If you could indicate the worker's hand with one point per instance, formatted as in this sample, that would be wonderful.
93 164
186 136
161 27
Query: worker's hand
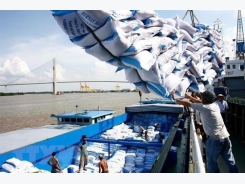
187 96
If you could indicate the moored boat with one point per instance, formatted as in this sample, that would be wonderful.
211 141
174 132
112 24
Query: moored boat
116 138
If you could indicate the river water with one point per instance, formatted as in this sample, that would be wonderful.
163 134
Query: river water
32 110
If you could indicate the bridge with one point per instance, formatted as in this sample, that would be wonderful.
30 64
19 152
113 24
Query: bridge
54 82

* Work instruction:
If the word "point" is on a line above, return that line.

* Completed exercise:
If you could indicate the worker's hand with one point per instance, formatted as in this sample, that would be wonderful.
If you could indicate the moored boat with one point per instance, formatted as in this sample, that would be wonderful.
If you could indicate the river water with one point per instance, formatted as in this sample, that would be wonderful.
If you could indicate the bridge with one point per instance, formatted as in this sample, that would be wonderful.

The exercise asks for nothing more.